### Dataset
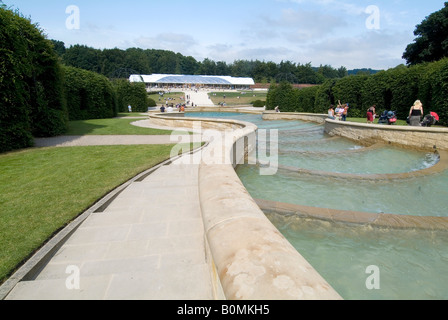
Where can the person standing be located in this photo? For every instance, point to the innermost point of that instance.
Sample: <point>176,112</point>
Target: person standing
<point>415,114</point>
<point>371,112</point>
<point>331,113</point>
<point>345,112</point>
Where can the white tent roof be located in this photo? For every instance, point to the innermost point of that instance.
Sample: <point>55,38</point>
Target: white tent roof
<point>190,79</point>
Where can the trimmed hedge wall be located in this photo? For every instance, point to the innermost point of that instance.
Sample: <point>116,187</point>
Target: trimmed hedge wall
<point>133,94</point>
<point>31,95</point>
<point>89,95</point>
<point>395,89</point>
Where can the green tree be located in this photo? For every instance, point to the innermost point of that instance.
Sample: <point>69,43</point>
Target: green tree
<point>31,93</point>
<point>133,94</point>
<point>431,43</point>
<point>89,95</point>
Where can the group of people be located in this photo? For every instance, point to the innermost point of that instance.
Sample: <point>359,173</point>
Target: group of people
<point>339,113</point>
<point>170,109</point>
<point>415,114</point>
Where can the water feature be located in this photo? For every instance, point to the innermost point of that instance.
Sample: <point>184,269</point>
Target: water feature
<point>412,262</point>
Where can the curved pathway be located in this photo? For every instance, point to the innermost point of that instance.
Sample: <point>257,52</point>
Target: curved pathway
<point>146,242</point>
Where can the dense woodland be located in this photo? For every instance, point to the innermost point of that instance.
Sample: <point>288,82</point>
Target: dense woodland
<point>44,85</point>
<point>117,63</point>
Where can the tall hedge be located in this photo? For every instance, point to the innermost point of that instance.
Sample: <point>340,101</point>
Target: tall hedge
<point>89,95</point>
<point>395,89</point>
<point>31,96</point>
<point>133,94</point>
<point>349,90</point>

### What to work on
Once you have checked every line of the material above, return the ones that hold the string "Sample".

### Solution below
Sample: <point>176,112</point>
Sample: <point>55,38</point>
Sample: <point>116,187</point>
Sample: <point>69,43</point>
Sample: <point>359,173</point>
Sample: <point>184,269</point>
Sample: <point>257,52</point>
Sample: <point>288,82</point>
Sample: <point>340,101</point>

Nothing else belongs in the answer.